## WHAT YOU HAVE TO DO:
Rescale the listing from the line containing "of the turquoise" through the end of the listing, both ends included. Reproduce every line, requests included, multiplying each answer coordinate by 1.95 and rounding to whole numbers with halves rounded up, while leaving the numbers in the requests and their format samples unchanged.

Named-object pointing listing
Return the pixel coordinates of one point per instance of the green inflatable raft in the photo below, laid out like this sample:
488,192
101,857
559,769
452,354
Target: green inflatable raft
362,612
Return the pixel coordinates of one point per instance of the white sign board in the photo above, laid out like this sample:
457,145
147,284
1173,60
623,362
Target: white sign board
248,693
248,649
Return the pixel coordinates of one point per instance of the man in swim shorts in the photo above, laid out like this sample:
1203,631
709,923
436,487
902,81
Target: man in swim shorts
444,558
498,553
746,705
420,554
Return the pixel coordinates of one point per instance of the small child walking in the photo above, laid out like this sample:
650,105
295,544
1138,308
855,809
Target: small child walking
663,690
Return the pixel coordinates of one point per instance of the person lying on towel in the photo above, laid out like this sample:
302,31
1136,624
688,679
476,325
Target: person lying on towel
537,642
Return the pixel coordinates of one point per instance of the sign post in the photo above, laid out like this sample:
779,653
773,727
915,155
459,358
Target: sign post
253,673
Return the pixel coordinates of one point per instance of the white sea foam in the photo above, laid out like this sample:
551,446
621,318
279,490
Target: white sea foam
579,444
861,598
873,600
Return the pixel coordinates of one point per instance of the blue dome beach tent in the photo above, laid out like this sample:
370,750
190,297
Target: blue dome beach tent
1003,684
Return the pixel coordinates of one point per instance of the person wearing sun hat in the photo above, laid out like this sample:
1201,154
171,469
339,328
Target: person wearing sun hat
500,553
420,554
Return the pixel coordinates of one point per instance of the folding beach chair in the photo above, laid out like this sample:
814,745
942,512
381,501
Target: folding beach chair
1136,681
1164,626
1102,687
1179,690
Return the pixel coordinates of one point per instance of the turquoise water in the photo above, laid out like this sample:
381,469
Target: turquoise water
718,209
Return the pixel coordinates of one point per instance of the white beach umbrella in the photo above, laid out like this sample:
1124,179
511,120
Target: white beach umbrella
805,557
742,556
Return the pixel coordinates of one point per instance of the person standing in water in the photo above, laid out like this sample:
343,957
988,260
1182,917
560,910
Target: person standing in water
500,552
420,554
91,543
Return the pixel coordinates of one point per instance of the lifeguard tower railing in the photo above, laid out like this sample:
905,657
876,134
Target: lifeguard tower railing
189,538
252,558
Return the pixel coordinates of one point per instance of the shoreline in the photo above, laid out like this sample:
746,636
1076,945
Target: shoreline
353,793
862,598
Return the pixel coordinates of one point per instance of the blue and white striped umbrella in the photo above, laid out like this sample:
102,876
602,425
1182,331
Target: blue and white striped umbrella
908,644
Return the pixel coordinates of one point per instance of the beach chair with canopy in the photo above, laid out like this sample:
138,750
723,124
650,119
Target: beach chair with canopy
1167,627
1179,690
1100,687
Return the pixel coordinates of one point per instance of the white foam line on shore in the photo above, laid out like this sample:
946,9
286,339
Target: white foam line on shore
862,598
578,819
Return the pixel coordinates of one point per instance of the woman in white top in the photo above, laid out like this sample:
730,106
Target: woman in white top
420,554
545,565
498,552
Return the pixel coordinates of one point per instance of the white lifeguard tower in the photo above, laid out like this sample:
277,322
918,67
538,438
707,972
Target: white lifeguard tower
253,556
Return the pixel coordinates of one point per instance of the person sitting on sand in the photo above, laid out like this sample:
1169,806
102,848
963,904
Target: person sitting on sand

## RESPONSE:
Return the pixel coordinates of one point per instance of the turquoise water in the photo above, laid out like this sample:
381,469
Target: turquoise water
1400,408
Return the pixel coordinates of one point per instance of the white beach umbrella in the photo above, laid out like this sample:
1124,179
511,120
Target: white beach umbrella
1570,1086
1447,1084
Return the pixel coordinates of one point per instance of the person standing in water in the photo above, laid out like this sample:
343,957
988,260
1182,917
560,910
Target: person standing in water
975,1076
819,1080
177,1059
Return the pixel coordinates of one point per instance of the lifeguard tower railing in the photo above, laid out like this sample:
905,657
876,134
Target: lifeguard tower railing
369,1049
491,1088
Return the pixel coordinates of one point per instance of the shoreline in the photo above, laid out like this sample:
746,636
1076,945
Target: shoreline
688,1546
1681,1166
Return the pixel coordinates of one point per instance of the blue and white striped umbrella in the photo above, laid out like this sample:
102,876
602,425
1182,331
Target: blue and white striped umbrella
1771,1256
Return the pixel coordinates of one point per instance of the beach chair with canopy in the photo above, laid out like this sample:
138,750
723,124
650,119
Target: beach chair with canopy
2276,1223
2299,1346
2145,1340
Return the pixel coordinates of one point per instance of the white foam line on shore in the photo above, laid out like this sample:
946,9
286,339
Target: white foam line on shore
1681,1166
1127,1597
Return the pixel coordinates of one point per instance of the woman in white top in the photo above, laid out like this sample:
730,106
Target: woman in white top
819,1080
1063,1102
971,1076
Return the pixel coordinates of one point per instance of the white lifeguard tower in the photo above, laid out like this sample:
277,322
918,67
538,438
707,972
Target: white lifeguard tower
493,1084
Return the pixel coordinates of one point per instance of the person sitting on sand in the photo above, laid out like this sample:
1169,806
102,848
963,904
Target: person sitting on sand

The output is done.